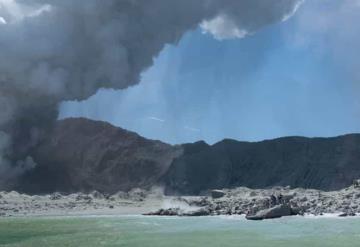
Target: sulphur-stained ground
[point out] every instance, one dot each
(236, 201)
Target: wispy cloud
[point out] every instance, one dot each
(156, 119)
(191, 129)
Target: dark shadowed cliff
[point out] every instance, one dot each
(84, 155)
(320, 163)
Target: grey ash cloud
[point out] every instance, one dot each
(56, 50)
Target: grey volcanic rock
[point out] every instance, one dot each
(217, 194)
(319, 163)
(86, 155)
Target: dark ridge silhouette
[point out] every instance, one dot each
(84, 155)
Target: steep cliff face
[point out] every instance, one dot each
(84, 155)
(321, 163)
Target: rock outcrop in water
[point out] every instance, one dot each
(86, 155)
(260, 204)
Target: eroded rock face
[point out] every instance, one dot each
(86, 155)
(318, 163)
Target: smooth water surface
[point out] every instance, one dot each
(141, 231)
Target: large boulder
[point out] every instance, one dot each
(271, 213)
(217, 194)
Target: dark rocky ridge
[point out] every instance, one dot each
(83, 155)
(318, 163)
(86, 155)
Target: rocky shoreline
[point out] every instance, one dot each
(256, 204)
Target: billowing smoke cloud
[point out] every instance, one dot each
(55, 50)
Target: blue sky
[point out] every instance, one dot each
(299, 77)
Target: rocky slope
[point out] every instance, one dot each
(318, 163)
(85, 155)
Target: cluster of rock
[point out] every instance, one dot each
(270, 203)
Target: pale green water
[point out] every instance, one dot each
(173, 232)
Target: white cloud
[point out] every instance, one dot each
(192, 129)
(156, 119)
(222, 27)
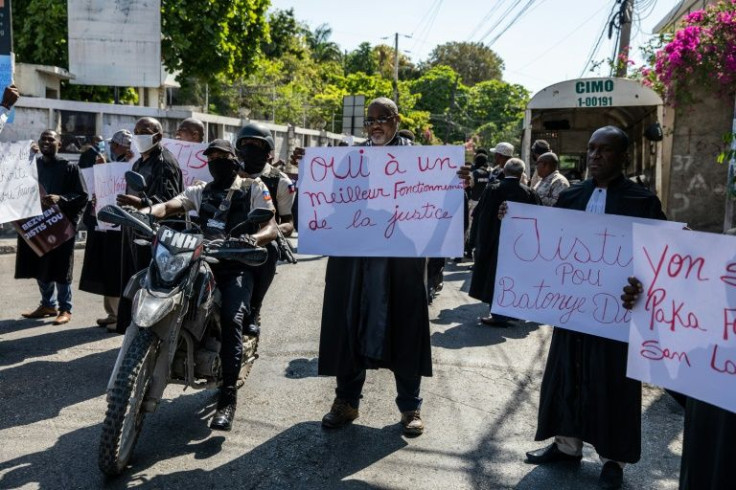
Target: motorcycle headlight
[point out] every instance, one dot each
(169, 265)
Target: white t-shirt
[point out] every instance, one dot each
(260, 198)
(597, 202)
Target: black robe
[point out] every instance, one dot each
(62, 178)
(101, 266)
(488, 230)
(708, 449)
(375, 314)
(585, 392)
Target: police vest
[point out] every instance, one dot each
(218, 217)
(481, 177)
(272, 183)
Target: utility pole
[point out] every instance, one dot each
(396, 68)
(396, 65)
(625, 16)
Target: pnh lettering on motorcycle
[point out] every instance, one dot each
(178, 240)
(213, 223)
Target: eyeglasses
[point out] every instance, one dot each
(369, 121)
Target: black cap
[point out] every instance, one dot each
(221, 145)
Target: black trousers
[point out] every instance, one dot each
(235, 288)
(350, 387)
(262, 281)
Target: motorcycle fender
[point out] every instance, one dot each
(130, 334)
(150, 309)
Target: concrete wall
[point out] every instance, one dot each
(697, 183)
(34, 115)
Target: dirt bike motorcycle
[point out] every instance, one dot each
(175, 334)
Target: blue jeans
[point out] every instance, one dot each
(64, 294)
(349, 388)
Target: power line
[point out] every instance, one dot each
(573, 31)
(606, 25)
(513, 21)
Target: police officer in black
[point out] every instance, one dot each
(255, 145)
(221, 205)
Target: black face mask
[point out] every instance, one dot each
(221, 169)
(254, 158)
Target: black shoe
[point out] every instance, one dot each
(550, 454)
(251, 329)
(612, 476)
(223, 419)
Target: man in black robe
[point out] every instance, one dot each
(163, 182)
(375, 313)
(101, 266)
(65, 187)
(585, 393)
(488, 231)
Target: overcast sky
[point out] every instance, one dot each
(550, 42)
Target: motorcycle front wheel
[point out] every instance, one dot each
(124, 417)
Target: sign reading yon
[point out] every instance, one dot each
(566, 268)
(683, 331)
(388, 201)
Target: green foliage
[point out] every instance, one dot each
(210, 37)
(361, 60)
(474, 62)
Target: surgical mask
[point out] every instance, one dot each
(254, 158)
(221, 169)
(143, 142)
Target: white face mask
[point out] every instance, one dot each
(143, 142)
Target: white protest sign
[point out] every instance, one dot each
(109, 182)
(388, 201)
(683, 329)
(19, 193)
(566, 268)
(192, 162)
(89, 179)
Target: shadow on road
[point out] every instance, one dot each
(14, 351)
(301, 368)
(302, 456)
(41, 389)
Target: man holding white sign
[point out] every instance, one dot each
(65, 188)
(585, 393)
(375, 310)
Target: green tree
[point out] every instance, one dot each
(208, 38)
(362, 60)
(474, 62)
(284, 35)
(322, 48)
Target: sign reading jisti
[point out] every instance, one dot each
(566, 268)
(388, 201)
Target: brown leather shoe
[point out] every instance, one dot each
(341, 413)
(412, 422)
(40, 312)
(64, 317)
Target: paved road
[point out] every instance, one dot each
(480, 408)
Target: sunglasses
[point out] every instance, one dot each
(369, 121)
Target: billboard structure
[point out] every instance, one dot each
(115, 43)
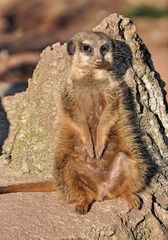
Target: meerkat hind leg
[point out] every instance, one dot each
(121, 179)
(86, 193)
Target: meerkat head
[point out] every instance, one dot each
(91, 50)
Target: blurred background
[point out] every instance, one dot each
(27, 27)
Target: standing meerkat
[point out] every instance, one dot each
(99, 151)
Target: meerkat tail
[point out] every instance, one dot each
(47, 186)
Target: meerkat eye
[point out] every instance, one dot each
(86, 48)
(104, 49)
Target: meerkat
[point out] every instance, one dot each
(99, 151)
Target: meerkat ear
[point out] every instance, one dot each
(71, 48)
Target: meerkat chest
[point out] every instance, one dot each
(90, 102)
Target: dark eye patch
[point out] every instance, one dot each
(104, 49)
(86, 48)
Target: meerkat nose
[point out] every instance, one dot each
(98, 62)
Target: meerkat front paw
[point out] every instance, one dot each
(99, 150)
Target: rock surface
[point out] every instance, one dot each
(31, 142)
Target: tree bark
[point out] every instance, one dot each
(31, 140)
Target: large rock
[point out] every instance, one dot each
(32, 115)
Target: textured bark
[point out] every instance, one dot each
(31, 140)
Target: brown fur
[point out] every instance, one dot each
(97, 155)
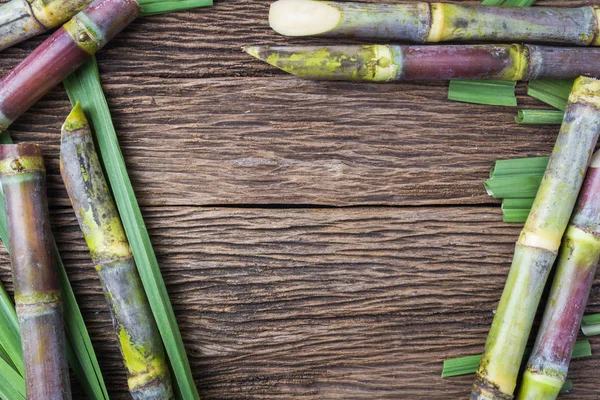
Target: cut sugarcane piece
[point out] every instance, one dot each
(538, 244)
(435, 22)
(386, 63)
(61, 54)
(577, 261)
(23, 19)
(468, 364)
(35, 272)
(139, 339)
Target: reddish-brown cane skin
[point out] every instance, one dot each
(55, 59)
(35, 273)
(29, 198)
(562, 62)
(448, 62)
(111, 16)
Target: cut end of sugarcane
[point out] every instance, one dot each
(76, 120)
(303, 17)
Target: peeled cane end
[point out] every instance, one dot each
(20, 158)
(373, 63)
(585, 90)
(76, 120)
(536, 386)
(303, 17)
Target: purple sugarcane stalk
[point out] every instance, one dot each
(61, 54)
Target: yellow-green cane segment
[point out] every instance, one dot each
(136, 330)
(537, 247)
(23, 19)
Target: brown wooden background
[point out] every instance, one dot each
(318, 240)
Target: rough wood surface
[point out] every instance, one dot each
(308, 302)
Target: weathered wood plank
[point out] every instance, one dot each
(201, 123)
(286, 141)
(321, 303)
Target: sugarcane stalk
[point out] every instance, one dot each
(538, 243)
(435, 22)
(23, 19)
(35, 274)
(139, 340)
(577, 261)
(386, 63)
(61, 54)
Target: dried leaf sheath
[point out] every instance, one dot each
(577, 261)
(21, 19)
(35, 273)
(61, 54)
(434, 22)
(138, 336)
(538, 243)
(384, 63)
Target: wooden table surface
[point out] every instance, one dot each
(319, 240)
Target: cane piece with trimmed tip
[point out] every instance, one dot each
(436, 22)
(538, 243)
(61, 54)
(22, 19)
(137, 333)
(577, 261)
(35, 273)
(385, 63)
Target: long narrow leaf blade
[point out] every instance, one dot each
(496, 93)
(84, 86)
(554, 92)
(12, 385)
(469, 364)
(155, 7)
(539, 117)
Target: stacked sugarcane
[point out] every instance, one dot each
(88, 26)
(539, 243)
(430, 23)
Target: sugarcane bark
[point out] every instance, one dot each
(435, 22)
(384, 63)
(538, 243)
(61, 54)
(21, 20)
(579, 255)
(137, 333)
(35, 274)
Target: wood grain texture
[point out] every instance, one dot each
(252, 135)
(321, 303)
(299, 303)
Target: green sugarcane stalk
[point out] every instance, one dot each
(388, 63)
(23, 19)
(577, 261)
(139, 339)
(435, 22)
(538, 243)
(35, 273)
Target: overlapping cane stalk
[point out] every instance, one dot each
(577, 261)
(387, 63)
(139, 339)
(61, 54)
(35, 273)
(435, 22)
(23, 19)
(538, 243)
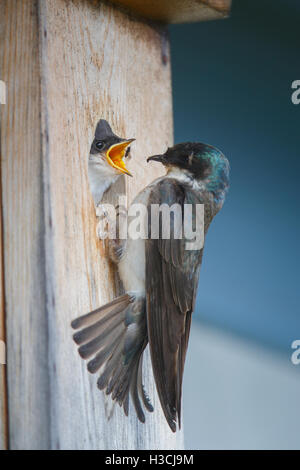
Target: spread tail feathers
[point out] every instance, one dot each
(114, 337)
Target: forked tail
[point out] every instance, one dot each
(114, 337)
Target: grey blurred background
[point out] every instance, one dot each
(232, 88)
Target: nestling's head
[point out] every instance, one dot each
(108, 150)
(199, 161)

· · · · · · ·

WORK TO COMPLETE:
Drop the pictures, then reproduce exactly the lines from the one with "Target: cut end of sugarcane" through the final line of the listing.

EXERCISE SOLUTION:
Target: cut end of sugarcane
[point out] every instance, one dot each
(76, 120)
(303, 17)
Target: peeled cane end
[point out] every instance, one dot each
(20, 158)
(373, 63)
(585, 90)
(76, 120)
(536, 386)
(303, 17)
Target: purple sugarcane stalk
[point out] every instance, one dot each
(61, 54)
Target: yellow-green cane segment
[point out] every instance, one dot each
(136, 330)
(537, 247)
(23, 19)
Target: brown wooden background
[point out] every instance, one dot each
(318, 240)
Target: rough wood surface
[point out] every instance, one dot each
(308, 302)
Target: weathered wood plank
[point out] every instance, one dot each
(201, 123)
(286, 141)
(321, 303)
Target: sugarcane stalk
[point out] every instance, one dot each
(538, 243)
(435, 22)
(23, 19)
(35, 274)
(139, 340)
(577, 261)
(386, 63)
(61, 54)
Target: dried leaf sheath
[point out] every instance, one dot each
(577, 261)
(21, 19)
(35, 273)
(61, 54)
(434, 22)
(138, 336)
(538, 243)
(384, 63)
Target: wooden table surface
[point out] every instance, one dot each
(319, 240)
Target: cane piece with trimmed tip
[point out] every instance, one dot each
(436, 22)
(538, 243)
(61, 54)
(22, 19)
(137, 333)
(577, 261)
(35, 273)
(385, 63)
Target: long narrow leaf blade
[point out] every instance, one dot each
(496, 93)
(84, 86)
(554, 92)
(12, 385)
(469, 364)
(155, 7)
(539, 117)
Target: stacked sugarcane
[point out] every instance, one dot each
(88, 26)
(539, 243)
(430, 23)
Target: sugarcane bark
[point out] every instance, one dot each
(435, 22)
(384, 63)
(538, 243)
(61, 54)
(21, 20)
(579, 255)
(137, 333)
(35, 274)
Target: wood grain texture
[point out] every instance, one dot each
(252, 135)
(321, 303)
(299, 303)
Target: green sugarcane stalk
[point out] every instance, one dot each
(388, 63)
(23, 19)
(577, 261)
(139, 339)
(435, 22)
(538, 243)
(35, 273)
Target: overlapping cane stalk
[point out] every instance, one dot each
(577, 261)
(387, 63)
(139, 339)
(61, 54)
(35, 273)
(435, 22)
(23, 19)
(538, 243)
Target: spread tail feathers
[point out] every instance, one dot each
(114, 337)
Target: forked tail
[point out] every instance, one dot each
(114, 337)
Target: grey blurred background
[point out] every instance, one dot each
(232, 88)
Target: nestling's head
[point out] every instance, one dot each
(108, 150)
(199, 161)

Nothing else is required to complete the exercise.